» EXERCISE INSTRUCTIONS: Rewrite the lines below as a numbered list, leaving out any blank lines.

» GIVEN INFORMATION:
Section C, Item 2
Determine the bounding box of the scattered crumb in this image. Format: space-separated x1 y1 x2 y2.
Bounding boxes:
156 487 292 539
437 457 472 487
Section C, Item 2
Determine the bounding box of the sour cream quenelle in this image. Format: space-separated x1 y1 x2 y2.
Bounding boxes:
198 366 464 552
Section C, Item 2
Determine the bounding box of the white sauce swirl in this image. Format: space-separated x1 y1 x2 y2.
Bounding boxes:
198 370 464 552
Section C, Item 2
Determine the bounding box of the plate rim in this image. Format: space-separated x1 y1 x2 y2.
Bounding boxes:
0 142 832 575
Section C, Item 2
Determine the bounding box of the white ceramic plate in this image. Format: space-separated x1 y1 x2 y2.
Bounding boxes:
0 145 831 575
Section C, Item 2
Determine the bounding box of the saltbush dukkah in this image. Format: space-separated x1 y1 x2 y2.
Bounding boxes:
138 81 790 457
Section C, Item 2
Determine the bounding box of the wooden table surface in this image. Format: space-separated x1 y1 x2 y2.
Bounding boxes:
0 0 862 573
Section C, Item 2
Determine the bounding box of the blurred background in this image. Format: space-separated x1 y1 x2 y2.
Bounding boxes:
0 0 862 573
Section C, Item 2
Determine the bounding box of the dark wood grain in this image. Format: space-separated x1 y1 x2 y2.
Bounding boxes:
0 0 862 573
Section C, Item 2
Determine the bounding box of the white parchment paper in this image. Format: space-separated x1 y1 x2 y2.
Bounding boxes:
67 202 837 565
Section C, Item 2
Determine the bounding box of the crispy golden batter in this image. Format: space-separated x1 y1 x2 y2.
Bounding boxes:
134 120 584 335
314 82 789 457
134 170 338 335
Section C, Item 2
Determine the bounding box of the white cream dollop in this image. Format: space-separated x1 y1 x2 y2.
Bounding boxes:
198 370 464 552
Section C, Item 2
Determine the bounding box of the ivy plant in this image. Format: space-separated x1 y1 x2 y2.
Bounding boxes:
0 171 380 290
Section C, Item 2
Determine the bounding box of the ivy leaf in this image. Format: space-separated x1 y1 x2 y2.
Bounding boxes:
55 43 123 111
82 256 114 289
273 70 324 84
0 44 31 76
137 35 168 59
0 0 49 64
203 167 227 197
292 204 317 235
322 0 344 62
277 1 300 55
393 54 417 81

» EXERCISE OUTPUT:
1. Section C, Item 2
2. Determine the bounding box of the scattered crumb in this image. Format: space-separated x1 y1 x2 y2.
3. Bounding boxes:
4. 156 487 292 539
5. 437 457 472 487
6. Section C, Item 2
7. Determine the bounding box of the sour cream quenelle in this image. Format: space-separated x1 y1 x2 y2.
8. Bounding boxes:
9. 198 366 464 552
10. Section C, Item 2
11. Determine the bounding box of the white sauce swirl in this image. Format: space-separated x1 y1 x2 y2.
12. Bounding boxes:
13. 198 370 464 552
14. Section C, Item 2
15. Determine the bounding box of the plate rim in this image. Format: space-separated x1 y1 x2 y2.
16. Bounding boxes:
17. 0 142 832 575
18. Section C, Item 2
19. Determine the bounding box of the white ceramic plate in this image. Format: space-separated x1 y1 x2 y2.
20. Bounding boxes:
21. 0 145 831 575
22. Section C, Item 2
23. Determine the bounding box of the saltbush dukkah in this image. Format: space-separated x1 y1 x2 y2.
24. Bounding boxes:
25. 138 81 790 457
26. Section C, Item 2
27. Determine the bounding box of the wooden table surface in this image. Format: space-separated x1 y1 x2 y2.
28. Bounding boxes:
29. 0 0 862 573
30. Section C, Item 2
31. Determine the bounding box of the blurred background in this image. Format: space-separated x1 y1 x2 y2.
32. Bounding boxes:
33. 0 0 862 573
34. Section C, Item 2
35. Determine the bounding box of the dark wood grain in this image. Format: space-separated x1 y1 x2 y2.
36. Bounding boxes:
37. 0 0 862 573
38. Section C, Item 2
39. Determine the bounding box of the white parchment paper in this image. Format: space-separated x1 y1 x2 y2.
40. Bounding boxes:
41. 67 202 837 565
42. Section C, Item 2
43. Determine the bounding box of the crispy golden batter in this image. Format: space-separated x1 y1 x2 y2.
44. Bounding boxes:
45. 134 120 584 335
46. 314 82 789 457
47. 134 170 338 335
48. Section C, Item 2
49. Determine the bounding box of the white cream dollop in this image. Format: space-separated x1 y1 x2 y2.
50. Bounding boxes:
51. 198 370 464 552
52. Section C, Item 2
53. Determine the bounding box of the ivy plant in this image. Format: space-separated x1 y1 x2 y2.
54. Bounding boxes:
55. 0 171 380 290
56. Section C, Item 2
57. Determine the bounding box of the ivy leaf in this image. Format: space-separated x1 y1 x2 y2.
58. Bounding boxes:
59. 55 43 123 111
60. 82 256 114 289
61. 273 70 324 84
62. 0 44 31 76
63. 137 35 168 59
64. 0 0 49 64
65. 203 167 227 197
66. 292 204 317 235
67. 322 0 344 62
68. 277 1 300 55
69. 393 54 417 81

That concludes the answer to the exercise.